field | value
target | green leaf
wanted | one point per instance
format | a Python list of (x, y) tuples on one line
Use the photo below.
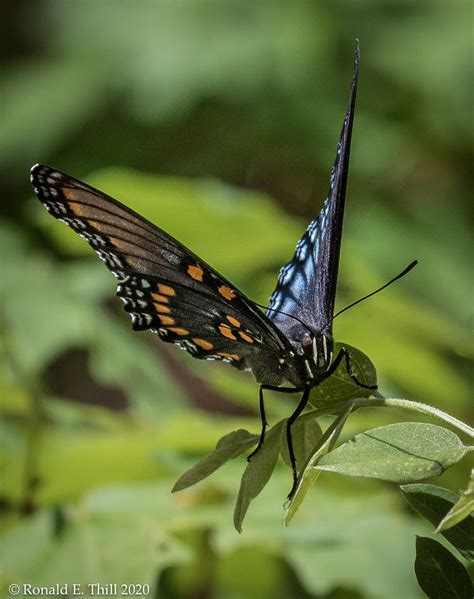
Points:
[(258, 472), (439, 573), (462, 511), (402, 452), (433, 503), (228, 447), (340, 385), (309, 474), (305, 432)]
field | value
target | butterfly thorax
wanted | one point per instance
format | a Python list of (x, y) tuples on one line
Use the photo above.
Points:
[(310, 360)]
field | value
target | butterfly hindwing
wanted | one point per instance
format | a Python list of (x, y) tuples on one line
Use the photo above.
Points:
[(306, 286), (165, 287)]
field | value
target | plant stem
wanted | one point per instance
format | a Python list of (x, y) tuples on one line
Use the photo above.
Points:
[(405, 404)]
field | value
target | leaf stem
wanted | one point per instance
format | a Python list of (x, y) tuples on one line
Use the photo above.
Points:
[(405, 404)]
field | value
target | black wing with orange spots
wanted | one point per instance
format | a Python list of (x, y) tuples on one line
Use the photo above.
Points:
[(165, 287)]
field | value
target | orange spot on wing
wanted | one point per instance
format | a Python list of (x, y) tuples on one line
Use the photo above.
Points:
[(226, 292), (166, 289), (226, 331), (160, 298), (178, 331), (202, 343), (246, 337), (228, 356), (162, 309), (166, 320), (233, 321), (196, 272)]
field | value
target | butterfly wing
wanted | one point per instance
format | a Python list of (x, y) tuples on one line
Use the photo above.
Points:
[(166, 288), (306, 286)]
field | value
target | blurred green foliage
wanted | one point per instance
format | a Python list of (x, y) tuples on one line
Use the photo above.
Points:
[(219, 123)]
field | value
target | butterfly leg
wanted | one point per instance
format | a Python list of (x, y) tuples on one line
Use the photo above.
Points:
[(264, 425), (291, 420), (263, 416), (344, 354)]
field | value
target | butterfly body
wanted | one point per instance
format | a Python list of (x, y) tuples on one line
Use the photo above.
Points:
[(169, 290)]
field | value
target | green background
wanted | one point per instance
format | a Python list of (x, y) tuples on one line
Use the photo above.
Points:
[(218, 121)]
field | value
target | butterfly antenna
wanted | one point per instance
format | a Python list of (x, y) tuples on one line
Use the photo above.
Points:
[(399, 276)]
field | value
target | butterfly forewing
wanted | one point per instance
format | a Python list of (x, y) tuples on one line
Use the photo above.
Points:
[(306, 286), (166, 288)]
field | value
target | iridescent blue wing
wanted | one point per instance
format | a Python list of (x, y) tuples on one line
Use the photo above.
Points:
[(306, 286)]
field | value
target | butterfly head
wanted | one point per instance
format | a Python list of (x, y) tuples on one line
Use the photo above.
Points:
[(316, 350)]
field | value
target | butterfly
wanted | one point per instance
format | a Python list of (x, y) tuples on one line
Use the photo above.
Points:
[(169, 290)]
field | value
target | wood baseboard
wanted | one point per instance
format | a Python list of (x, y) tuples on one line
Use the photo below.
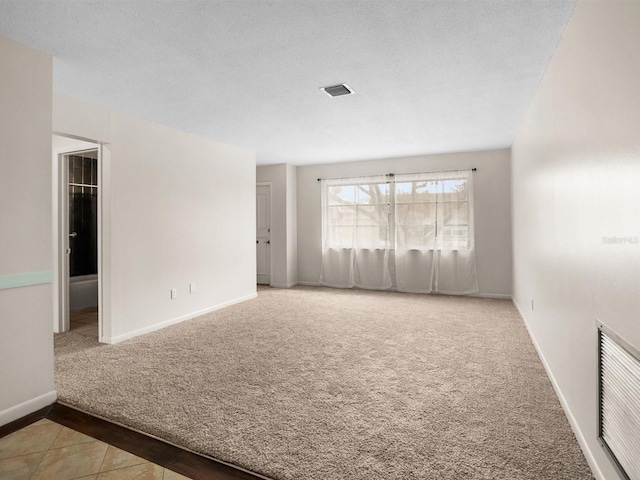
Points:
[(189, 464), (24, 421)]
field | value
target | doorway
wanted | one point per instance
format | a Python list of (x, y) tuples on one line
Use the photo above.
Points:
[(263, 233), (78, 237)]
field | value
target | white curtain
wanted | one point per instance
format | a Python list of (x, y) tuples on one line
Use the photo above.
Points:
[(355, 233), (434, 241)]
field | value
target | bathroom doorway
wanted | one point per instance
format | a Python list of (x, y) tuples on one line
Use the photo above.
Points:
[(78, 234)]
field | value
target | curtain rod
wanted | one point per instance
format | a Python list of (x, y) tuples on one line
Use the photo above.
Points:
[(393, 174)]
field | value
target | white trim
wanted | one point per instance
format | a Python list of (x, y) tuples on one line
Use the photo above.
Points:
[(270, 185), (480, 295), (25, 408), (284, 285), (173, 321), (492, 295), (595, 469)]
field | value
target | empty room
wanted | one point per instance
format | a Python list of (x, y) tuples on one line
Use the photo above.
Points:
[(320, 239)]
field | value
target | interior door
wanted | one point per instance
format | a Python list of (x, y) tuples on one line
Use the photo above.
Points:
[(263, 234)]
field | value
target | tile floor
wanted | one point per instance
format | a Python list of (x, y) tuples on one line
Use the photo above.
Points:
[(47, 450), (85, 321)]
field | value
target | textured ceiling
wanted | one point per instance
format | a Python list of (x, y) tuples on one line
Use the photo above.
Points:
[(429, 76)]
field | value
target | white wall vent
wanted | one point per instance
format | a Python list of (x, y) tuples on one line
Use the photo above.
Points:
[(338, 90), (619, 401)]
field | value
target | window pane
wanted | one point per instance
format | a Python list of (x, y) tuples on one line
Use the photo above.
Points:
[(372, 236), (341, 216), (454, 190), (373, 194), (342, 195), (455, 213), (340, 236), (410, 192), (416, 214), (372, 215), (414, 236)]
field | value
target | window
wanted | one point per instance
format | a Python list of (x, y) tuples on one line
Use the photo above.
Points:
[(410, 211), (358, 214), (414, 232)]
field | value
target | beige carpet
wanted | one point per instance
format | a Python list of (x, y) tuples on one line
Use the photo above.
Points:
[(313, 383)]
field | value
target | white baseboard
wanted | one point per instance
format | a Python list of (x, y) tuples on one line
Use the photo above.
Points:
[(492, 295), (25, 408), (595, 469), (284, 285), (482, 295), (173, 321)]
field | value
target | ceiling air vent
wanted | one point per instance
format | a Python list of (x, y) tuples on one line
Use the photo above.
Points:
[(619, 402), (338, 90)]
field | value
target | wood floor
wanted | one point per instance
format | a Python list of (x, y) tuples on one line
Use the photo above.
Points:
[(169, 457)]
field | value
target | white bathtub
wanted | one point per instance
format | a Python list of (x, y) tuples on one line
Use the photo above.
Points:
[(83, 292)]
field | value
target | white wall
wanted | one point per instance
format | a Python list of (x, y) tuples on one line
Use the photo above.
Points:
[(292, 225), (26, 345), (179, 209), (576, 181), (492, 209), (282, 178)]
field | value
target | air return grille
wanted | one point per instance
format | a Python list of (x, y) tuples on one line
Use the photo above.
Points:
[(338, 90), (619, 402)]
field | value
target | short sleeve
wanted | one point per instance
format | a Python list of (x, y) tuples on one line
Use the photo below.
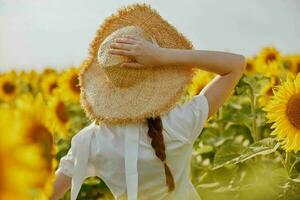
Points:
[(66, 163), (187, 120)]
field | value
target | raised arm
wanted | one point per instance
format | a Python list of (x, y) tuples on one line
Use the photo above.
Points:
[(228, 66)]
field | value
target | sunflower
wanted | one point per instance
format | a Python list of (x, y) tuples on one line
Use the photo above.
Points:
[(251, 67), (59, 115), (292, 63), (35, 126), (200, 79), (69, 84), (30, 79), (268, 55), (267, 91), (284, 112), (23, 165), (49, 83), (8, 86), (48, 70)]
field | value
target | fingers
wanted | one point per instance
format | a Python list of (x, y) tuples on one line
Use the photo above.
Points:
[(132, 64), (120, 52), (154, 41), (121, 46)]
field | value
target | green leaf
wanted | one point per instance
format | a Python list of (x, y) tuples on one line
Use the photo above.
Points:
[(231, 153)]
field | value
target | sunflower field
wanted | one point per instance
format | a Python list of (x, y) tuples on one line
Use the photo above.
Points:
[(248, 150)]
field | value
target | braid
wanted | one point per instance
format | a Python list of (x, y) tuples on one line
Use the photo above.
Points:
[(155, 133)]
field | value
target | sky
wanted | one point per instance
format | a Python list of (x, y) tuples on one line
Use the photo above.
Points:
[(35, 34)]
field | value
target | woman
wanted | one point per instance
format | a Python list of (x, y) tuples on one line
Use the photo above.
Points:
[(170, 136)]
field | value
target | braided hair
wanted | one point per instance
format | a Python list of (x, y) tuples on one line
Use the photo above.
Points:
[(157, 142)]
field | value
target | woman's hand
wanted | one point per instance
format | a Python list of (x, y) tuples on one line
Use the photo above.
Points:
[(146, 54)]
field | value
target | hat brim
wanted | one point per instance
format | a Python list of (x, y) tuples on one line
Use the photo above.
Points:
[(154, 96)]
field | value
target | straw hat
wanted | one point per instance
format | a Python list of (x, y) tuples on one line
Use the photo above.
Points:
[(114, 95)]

◇ ◇ ◇ ◇ ◇

■ Work to do:
Find each line in the items above that contains the string "doorway". Copy every such line in full.

■ Result below:
target | doorway
target | bathroom doorway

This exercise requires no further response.